ENTRIES PROVIDED:
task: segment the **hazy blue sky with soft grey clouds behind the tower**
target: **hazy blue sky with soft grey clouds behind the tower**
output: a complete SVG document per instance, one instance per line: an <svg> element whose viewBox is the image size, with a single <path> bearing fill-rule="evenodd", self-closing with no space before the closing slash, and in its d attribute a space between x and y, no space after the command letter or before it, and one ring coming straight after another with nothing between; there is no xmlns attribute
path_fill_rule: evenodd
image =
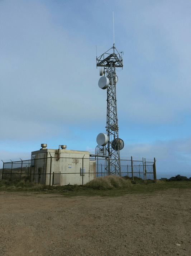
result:
<svg viewBox="0 0 191 256"><path fill-rule="evenodd" d="M191 176L190 0L1 0L0 159L41 143L94 153L106 126L96 46L113 46L113 10L120 156Z"/></svg>

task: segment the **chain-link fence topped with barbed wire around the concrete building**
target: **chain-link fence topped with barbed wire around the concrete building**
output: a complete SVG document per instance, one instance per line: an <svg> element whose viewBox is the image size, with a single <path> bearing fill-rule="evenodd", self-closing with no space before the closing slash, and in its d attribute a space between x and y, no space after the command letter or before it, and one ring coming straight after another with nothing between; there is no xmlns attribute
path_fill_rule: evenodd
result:
<svg viewBox="0 0 191 256"><path fill-rule="evenodd" d="M156 180L155 158L121 159L121 177L130 179ZM1 179L9 181L29 180L31 183L44 185L84 185L90 180L109 175L106 158L90 156L90 158L44 157L30 160L3 163Z"/></svg>

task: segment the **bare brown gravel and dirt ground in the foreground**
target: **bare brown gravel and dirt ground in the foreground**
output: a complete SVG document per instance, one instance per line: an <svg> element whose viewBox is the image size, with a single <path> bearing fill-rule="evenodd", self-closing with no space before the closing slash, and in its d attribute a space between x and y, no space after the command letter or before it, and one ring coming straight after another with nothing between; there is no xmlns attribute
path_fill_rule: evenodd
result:
<svg viewBox="0 0 191 256"><path fill-rule="evenodd" d="M123 197L0 192L0 256L191 256L191 189Z"/></svg>

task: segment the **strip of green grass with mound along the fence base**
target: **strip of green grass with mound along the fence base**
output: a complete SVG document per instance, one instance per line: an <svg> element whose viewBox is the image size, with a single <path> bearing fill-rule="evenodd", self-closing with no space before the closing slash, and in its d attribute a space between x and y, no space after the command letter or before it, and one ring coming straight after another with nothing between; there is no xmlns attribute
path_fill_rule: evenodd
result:
<svg viewBox="0 0 191 256"><path fill-rule="evenodd" d="M11 182L0 180L0 191L8 192L35 192L37 194L60 194L65 197L73 196L124 196L125 194L152 193L166 189L187 189L191 188L191 181L170 181L147 180L147 184L138 177L134 177L134 182L128 176L119 177L115 175L95 178L85 185L65 185L65 186L46 186L42 184L31 184L28 180Z"/></svg>

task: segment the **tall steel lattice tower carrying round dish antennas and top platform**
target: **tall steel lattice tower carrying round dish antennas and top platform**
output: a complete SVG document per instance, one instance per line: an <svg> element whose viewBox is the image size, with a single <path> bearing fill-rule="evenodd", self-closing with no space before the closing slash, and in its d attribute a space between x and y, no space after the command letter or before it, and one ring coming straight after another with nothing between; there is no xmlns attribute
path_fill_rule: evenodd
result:
<svg viewBox="0 0 191 256"><path fill-rule="evenodd" d="M97 60L97 67L100 67L100 75L104 74L99 80L101 89L107 88L107 118L106 118L106 135L108 136L106 147L106 172L108 175L115 174L121 176L120 154L119 151L124 147L123 140L119 139L118 134L118 117L116 104L116 67L123 68L123 60L114 44L113 47L102 54ZM104 69L102 69L104 67ZM106 82L105 82L106 81ZM98 135L99 136L99 135ZM97 137L98 138L98 137ZM103 148L104 149L104 148Z"/></svg>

EXERCISE GOAL: Exclude all images and return the listing word for word.

RESULT FOR THIS EXERCISE:
task: segment the **hazy blue sky with soft grey clouds behind the tower**
target: **hazy blue sky with soft grey clouds behind the tower**
output: a complete SVG document per instance, one instance per line: an <svg> element whose viewBox is the image size, with a single <path> bearing fill-rule="evenodd", self-closing with no space before the closing slash, and in its d attribute a space between x and y, no space after the command letter or before it, and one ring coming straight after another with nothing between; there is no xmlns attribute
path_fill_rule: evenodd
image =
result:
<svg viewBox="0 0 191 256"><path fill-rule="evenodd" d="M191 176L190 0L1 0L0 159L41 143L94 153L106 126L96 46L113 46L113 10L120 156Z"/></svg>

task: segment the **chain-link fence topped with barbed wire around the concrete building**
target: **chain-link fence topped with barbed wire around the concrete building**
output: a complete SVG document per instance, one instance per line: an <svg> element whose viewBox is the image size, with a single <path> bearing fill-rule="evenodd", self-closing with no space before the closing slash, and in its d attribute a space between x and y, no space after the command letter or before it, and one ring coming straight after another with nothing between; there is no xmlns attribute
path_fill_rule: evenodd
result:
<svg viewBox="0 0 191 256"><path fill-rule="evenodd" d="M156 180L155 158L121 159L121 177L130 179ZM1 179L9 181L29 180L31 183L44 185L84 185L90 180L109 175L106 158L90 156L90 158L44 157L30 160L3 163Z"/></svg>

task: segment the **bare brown gravel and dirt ground in the foreground**
target: **bare brown gravel and dirt ground in the foreground**
output: a complete SVG document per instance, one instance per line: an <svg> element whose viewBox is the image size, with a single <path> bearing fill-rule="evenodd", self-closing with no space before the closing slash, and in its d attribute a space between x and y, no space after the command letter or before it, and one ring coming straight after another with nothing between; there is no xmlns attribute
path_fill_rule: evenodd
result:
<svg viewBox="0 0 191 256"><path fill-rule="evenodd" d="M123 197L0 192L0 256L191 256L191 189Z"/></svg>

task: segment the **strip of green grass with mound along the fence base**
target: **strip of green grass with mound along the fence base**
output: a complete SVG document per instance, one instance per line: an <svg> element whose viewBox is the image size, with a single <path> bearing fill-rule="evenodd", self-closing with no space before the closing slash, and in its d attribute a space between x and y, no space after the command letter or before it, and one ring coming straight after another with nothing between; there is no xmlns attribute
path_fill_rule: evenodd
result:
<svg viewBox="0 0 191 256"><path fill-rule="evenodd" d="M11 182L0 180L0 191L8 192L35 192L37 194L60 194L65 197L73 196L124 196L125 194L152 193L166 189L187 189L191 188L191 181L170 181L147 180L147 184L138 177L134 177L134 182L128 176L119 177L115 175L95 178L85 185L65 185L65 186L46 186L42 184L31 184L28 180Z"/></svg>

task: segment the **tall steel lattice tower carrying round dish antennas and top platform**
target: **tall steel lattice tower carrying round dish antennas and top platform**
output: a complete SVG document per instance, one instance per line: an <svg> element whose viewBox is the image size, with a single <path> bearing fill-rule="evenodd", self-closing with no space before the closing slash, and in its d attribute a space between x and y, no space after the command letter or before it, and one ring coming straight after another with nothing between; there is no xmlns attribute
path_fill_rule: evenodd
result:
<svg viewBox="0 0 191 256"><path fill-rule="evenodd" d="M97 60L97 67L100 67L100 75L104 74L99 80L101 89L107 88L107 118L106 118L106 135L108 136L106 147L106 172L108 175L115 174L121 176L120 154L119 151L124 147L123 140L119 139L118 134L118 117L116 104L116 67L123 68L123 60L114 44L113 47L102 54ZM104 69L102 69L104 67ZM106 82L105 82L106 81ZM98 135L99 136L99 135ZM97 137L98 138L98 137ZM103 148L104 149L104 148Z"/></svg>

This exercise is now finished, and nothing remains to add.